**** EXTRACTED DATA ****

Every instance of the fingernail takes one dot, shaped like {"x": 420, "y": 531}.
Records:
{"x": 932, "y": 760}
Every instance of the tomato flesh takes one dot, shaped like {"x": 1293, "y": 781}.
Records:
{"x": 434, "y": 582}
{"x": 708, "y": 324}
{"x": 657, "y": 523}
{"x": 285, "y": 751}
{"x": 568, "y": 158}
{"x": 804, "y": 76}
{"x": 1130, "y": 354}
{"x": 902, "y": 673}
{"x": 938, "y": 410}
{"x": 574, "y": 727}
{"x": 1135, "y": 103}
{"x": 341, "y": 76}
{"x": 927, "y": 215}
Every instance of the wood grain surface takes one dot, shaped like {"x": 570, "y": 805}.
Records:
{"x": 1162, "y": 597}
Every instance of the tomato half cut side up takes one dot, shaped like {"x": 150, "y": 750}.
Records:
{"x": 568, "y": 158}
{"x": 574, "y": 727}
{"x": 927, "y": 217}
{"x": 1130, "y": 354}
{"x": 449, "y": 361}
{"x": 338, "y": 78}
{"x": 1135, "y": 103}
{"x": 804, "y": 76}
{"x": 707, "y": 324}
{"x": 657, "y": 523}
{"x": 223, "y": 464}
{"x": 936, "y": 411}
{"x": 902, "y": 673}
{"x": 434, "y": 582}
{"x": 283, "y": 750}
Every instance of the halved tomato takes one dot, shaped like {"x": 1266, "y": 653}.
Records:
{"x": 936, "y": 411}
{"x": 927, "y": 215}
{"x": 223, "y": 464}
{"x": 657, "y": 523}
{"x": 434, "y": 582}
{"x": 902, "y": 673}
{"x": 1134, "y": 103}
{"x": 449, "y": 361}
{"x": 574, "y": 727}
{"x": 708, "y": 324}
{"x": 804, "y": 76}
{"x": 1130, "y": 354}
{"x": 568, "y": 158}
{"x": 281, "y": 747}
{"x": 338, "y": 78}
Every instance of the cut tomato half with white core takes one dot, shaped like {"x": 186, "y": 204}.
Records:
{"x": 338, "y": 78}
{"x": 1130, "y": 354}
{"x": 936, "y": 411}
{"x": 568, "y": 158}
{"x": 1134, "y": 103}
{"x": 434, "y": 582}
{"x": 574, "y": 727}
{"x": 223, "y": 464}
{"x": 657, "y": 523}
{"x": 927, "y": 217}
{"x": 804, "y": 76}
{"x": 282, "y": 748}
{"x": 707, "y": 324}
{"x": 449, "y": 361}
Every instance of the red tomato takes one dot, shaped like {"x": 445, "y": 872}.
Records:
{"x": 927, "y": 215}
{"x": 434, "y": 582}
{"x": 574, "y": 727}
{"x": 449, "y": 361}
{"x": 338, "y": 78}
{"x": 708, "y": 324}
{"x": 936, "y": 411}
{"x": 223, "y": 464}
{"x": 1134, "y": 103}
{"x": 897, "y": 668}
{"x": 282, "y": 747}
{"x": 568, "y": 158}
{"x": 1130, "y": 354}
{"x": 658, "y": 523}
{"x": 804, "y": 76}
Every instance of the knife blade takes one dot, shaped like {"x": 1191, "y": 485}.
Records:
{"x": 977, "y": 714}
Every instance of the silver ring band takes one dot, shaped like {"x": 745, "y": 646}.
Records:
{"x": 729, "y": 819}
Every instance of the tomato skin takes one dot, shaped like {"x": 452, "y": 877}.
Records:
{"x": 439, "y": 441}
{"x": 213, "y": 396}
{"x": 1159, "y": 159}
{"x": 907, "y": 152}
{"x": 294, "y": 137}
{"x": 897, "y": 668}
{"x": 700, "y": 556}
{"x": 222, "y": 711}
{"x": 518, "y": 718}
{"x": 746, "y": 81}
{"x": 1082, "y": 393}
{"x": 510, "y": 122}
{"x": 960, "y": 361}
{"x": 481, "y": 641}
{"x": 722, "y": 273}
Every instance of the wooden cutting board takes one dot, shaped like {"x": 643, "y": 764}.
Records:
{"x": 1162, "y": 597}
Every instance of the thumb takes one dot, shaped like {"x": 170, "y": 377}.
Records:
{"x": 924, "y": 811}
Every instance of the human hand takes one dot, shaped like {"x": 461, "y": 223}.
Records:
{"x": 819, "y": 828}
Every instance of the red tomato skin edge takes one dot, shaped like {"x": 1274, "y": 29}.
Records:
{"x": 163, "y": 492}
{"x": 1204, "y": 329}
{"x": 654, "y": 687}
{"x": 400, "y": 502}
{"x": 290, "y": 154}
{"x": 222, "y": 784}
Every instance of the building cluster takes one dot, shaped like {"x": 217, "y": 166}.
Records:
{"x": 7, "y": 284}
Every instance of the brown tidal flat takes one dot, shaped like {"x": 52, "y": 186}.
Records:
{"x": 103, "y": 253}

****

BRIEF.
Rewrite the listing from the line containing "Every instance of the silver" through its end, changing every "dot" to "point" and leaving all else as it is.

ANSWER BELOW.
Every instance of the silver ring band takes one point, shaped like {"x": 745, "y": 646}.
Records:
{"x": 729, "y": 819}
Every instance of the tomato skin takes one point, shaped like {"x": 452, "y": 877}.
Records:
{"x": 439, "y": 441}
{"x": 213, "y": 396}
{"x": 1159, "y": 159}
{"x": 907, "y": 152}
{"x": 294, "y": 137}
{"x": 897, "y": 668}
{"x": 700, "y": 556}
{"x": 222, "y": 711}
{"x": 518, "y": 718}
{"x": 746, "y": 81}
{"x": 1082, "y": 393}
{"x": 510, "y": 122}
{"x": 960, "y": 361}
{"x": 481, "y": 641}
{"x": 722, "y": 273}
Every instance of the wooden cutting board takes one point, shaped like {"x": 643, "y": 764}.
Records:
{"x": 1162, "y": 597}
Every instance of the thumb takes one point, shaped like {"x": 170, "y": 377}.
Records:
{"x": 924, "y": 811}
Every instance of the human hand takes one point, shaped like {"x": 461, "y": 223}.
Records:
{"x": 819, "y": 828}
Every instance of the red tomato skin edge takes one point, shaped like {"x": 1274, "y": 29}.
Records:
{"x": 163, "y": 492}
{"x": 1204, "y": 329}
{"x": 654, "y": 687}
{"x": 400, "y": 502}
{"x": 290, "y": 154}
{"x": 222, "y": 784}
Every instance of the building cluster takes one point, shaped like {"x": 217, "y": 166}.
Records:
{"x": 7, "y": 284}
Every instance of the brown tidal flat takes one point, shaped like {"x": 52, "y": 186}.
Records:
{"x": 103, "y": 253}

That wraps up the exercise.